- **Exercise**: Reproduce the records below, replacing every occurrence of "earns one point" with "scores one point" and leaving all other text unchanged.

- **Extracted information**:
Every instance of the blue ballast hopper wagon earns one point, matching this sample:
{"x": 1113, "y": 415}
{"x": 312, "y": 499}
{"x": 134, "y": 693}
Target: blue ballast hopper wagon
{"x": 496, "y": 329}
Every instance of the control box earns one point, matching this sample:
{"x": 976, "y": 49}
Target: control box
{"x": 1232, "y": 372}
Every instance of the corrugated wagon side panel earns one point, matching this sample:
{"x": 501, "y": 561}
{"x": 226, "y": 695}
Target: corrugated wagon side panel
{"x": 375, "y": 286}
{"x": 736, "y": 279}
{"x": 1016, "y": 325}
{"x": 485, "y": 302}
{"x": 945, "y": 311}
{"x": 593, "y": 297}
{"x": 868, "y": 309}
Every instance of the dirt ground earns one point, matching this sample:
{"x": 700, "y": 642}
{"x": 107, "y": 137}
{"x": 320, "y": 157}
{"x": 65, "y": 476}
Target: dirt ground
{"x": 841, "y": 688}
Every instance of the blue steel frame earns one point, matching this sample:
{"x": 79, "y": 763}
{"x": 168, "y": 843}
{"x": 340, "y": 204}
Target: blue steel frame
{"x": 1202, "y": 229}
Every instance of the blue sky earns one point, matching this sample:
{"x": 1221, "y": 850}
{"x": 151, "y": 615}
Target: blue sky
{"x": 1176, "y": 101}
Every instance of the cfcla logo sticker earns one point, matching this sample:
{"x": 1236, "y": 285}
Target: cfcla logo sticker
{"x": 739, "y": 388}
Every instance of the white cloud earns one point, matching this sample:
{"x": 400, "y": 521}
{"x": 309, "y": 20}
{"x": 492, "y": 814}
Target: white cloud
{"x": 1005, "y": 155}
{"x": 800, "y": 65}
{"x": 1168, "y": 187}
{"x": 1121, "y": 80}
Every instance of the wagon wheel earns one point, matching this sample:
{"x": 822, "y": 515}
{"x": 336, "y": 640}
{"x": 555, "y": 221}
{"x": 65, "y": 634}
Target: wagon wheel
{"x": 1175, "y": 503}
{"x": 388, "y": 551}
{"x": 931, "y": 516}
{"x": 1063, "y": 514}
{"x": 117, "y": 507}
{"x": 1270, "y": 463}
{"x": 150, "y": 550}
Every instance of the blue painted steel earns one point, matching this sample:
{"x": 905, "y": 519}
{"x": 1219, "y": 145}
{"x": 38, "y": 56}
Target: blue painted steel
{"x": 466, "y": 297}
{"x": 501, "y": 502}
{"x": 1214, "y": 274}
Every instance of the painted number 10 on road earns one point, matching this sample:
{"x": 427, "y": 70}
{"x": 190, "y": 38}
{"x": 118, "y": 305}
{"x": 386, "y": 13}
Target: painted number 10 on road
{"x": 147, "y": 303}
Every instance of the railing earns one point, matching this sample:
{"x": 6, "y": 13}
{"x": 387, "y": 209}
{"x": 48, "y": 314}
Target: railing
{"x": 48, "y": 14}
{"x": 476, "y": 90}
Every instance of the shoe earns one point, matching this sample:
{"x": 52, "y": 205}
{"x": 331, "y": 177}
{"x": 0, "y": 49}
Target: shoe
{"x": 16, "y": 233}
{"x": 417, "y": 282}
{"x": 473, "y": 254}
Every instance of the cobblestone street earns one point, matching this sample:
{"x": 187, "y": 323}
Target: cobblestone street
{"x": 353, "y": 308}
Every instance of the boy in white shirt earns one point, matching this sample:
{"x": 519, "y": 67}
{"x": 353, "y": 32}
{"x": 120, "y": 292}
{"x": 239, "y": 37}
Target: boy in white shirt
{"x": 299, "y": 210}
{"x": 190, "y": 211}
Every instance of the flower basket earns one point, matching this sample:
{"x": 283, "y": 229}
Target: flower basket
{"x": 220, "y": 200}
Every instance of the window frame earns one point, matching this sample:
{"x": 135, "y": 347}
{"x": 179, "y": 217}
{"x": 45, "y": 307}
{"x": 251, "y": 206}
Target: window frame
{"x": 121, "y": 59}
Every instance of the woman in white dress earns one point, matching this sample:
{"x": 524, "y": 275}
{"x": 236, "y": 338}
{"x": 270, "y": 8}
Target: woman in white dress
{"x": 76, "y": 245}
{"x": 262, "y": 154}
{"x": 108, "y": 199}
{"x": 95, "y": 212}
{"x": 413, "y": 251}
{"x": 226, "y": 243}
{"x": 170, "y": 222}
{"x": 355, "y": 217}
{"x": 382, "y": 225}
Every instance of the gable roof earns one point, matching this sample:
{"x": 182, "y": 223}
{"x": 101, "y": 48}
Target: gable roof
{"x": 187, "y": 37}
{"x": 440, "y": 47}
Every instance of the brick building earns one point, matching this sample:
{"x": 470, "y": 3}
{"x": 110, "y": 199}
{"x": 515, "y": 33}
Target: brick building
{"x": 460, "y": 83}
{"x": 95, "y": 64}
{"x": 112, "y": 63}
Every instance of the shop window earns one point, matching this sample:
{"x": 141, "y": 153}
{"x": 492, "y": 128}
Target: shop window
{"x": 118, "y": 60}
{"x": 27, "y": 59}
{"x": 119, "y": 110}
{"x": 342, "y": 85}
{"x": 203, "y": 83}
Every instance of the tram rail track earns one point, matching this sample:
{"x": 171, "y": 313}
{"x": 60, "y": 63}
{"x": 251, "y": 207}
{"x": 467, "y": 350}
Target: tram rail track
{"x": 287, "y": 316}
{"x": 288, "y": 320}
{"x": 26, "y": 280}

- **Result of this exercise**:
Every instance of the blue ballast hopper wagon scores one point, matching this sample:
{"x": 1113, "y": 415}
{"x": 312, "y": 499}
{"x": 134, "y": 693}
Target: blue ballast hopper wagon
{"x": 496, "y": 329}
Every instance of the control box scores one point, matching this sample:
{"x": 976, "y": 49}
Target: control box
{"x": 1232, "y": 372}
Every instance of the corrugated wagon side panel scores one point, matching this sample:
{"x": 501, "y": 561}
{"x": 226, "y": 695}
Target: corrugated wagon side panel
{"x": 375, "y": 286}
{"x": 736, "y": 279}
{"x": 1016, "y": 325}
{"x": 485, "y": 302}
{"x": 945, "y": 311}
{"x": 593, "y": 297}
{"x": 868, "y": 309}
Every instance of the dirt ground scores one point, matching this sample:
{"x": 700, "y": 642}
{"x": 107, "y": 137}
{"x": 320, "y": 157}
{"x": 65, "y": 476}
Target: dirt ground
{"x": 841, "y": 688}
Every instance of the blue steel frame scores one point, matching this sample:
{"x": 79, "y": 763}
{"x": 168, "y": 843}
{"x": 340, "y": 204}
Target: blue steel frame
{"x": 1202, "y": 229}
Every instance of the blue sky scores one point, matching this sample:
{"x": 1221, "y": 850}
{"x": 151, "y": 615}
Target: blue sky
{"x": 1176, "y": 101}
Every instance of the cfcla logo sticker scores one point, matching this sample:
{"x": 1236, "y": 285}
Target: cfcla logo sticker
{"x": 739, "y": 388}
Every instance of the white cloud scores one point, matching this sample:
{"x": 400, "y": 521}
{"x": 309, "y": 20}
{"x": 492, "y": 814}
Target: white cloud
{"x": 1005, "y": 155}
{"x": 800, "y": 65}
{"x": 1168, "y": 187}
{"x": 1121, "y": 80}
Every instance of the wagon wheel scores one point, matching this sample:
{"x": 822, "y": 515}
{"x": 336, "y": 640}
{"x": 555, "y": 221}
{"x": 65, "y": 634}
Target: wagon wheel
{"x": 1175, "y": 503}
{"x": 388, "y": 551}
{"x": 931, "y": 516}
{"x": 1063, "y": 514}
{"x": 117, "y": 507}
{"x": 1270, "y": 463}
{"x": 150, "y": 550}
Every instance of the blue painted steel scores one point, matching this sample:
{"x": 905, "y": 519}
{"x": 1219, "y": 145}
{"x": 38, "y": 56}
Target: blue painted steel
{"x": 466, "y": 297}
{"x": 501, "y": 502}
{"x": 1214, "y": 274}
Every instance of the painted number 10 on road scores one point, matching this sample:
{"x": 427, "y": 70}
{"x": 190, "y": 38}
{"x": 118, "y": 305}
{"x": 386, "y": 13}
Target: painted number 10 on road
{"x": 147, "y": 303}
Every instance of the railing scores one point, matching this sample:
{"x": 6, "y": 13}
{"x": 387, "y": 209}
{"x": 48, "y": 314}
Target: railing
{"x": 48, "y": 14}
{"x": 476, "y": 90}
Every instance of the shoe scores one point, matching this sample:
{"x": 52, "y": 205}
{"x": 331, "y": 177}
{"x": 0, "y": 49}
Target: shoe
{"x": 16, "y": 233}
{"x": 417, "y": 282}
{"x": 473, "y": 254}
Every instance of the cobblestone street scores one point, matching this sample:
{"x": 187, "y": 323}
Target: cobblestone street
{"x": 353, "y": 308}
Every instance of the boy in white shirt scores one point, matching this sample:
{"x": 519, "y": 67}
{"x": 353, "y": 32}
{"x": 120, "y": 292}
{"x": 239, "y": 37}
Target: boy in white shirt
{"x": 299, "y": 210}
{"x": 190, "y": 211}
Every instance of the flower basket scores one point, matching this sample:
{"x": 283, "y": 229}
Target: flower basket
{"x": 220, "y": 200}
Every instance of the window frame scores one point, matching this sample:
{"x": 135, "y": 347}
{"x": 179, "y": 217}
{"x": 45, "y": 307}
{"x": 251, "y": 206}
Target: window frame
{"x": 121, "y": 59}
Every instance of the woman in white dress scores one point, matching this sample:
{"x": 524, "y": 275}
{"x": 236, "y": 338}
{"x": 270, "y": 8}
Target: woman in white dress
{"x": 76, "y": 245}
{"x": 262, "y": 154}
{"x": 108, "y": 199}
{"x": 95, "y": 212}
{"x": 413, "y": 251}
{"x": 226, "y": 243}
{"x": 170, "y": 222}
{"x": 355, "y": 217}
{"x": 382, "y": 225}
Every instance of the gable roof scores one point, matching this sample:
{"x": 182, "y": 223}
{"x": 101, "y": 48}
Target: gable roof
{"x": 187, "y": 37}
{"x": 440, "y": 47}
Every instance of the brick building scores one point, matching this sample:
{"x": 470, "y": 3}
{"x": 110, "y": 199}
{"x": 515, "y": 33}
Target: brick building
{"x": 460, "y": 83}
{"x": 95, "y": 64}
{"x": 112, "y": 63}
Every instance of the shop window scores one point, matching this sample:
{"x": 141, "y": 153}
{"x": 492, "y": 128}
Target: shop window
{"x": 118, "y": 60}
{"x": 27, "y": 59}
{"x": 119, "y": 110}
{"x": 342, "y": 85}
{"x": 203, "y": 83}
Every instance of the tram rail track scores one point, matching this sample:
{"x": 171, "y": 313}
{"x": 60, "y": 63}
{"x": 251, "y": 207}
{"x": 467, "y": 350}
Target: tram rail track
{"x": 287, "y": 316}
{"x": 288, "y": 320}
{"x": 26, "y": 280}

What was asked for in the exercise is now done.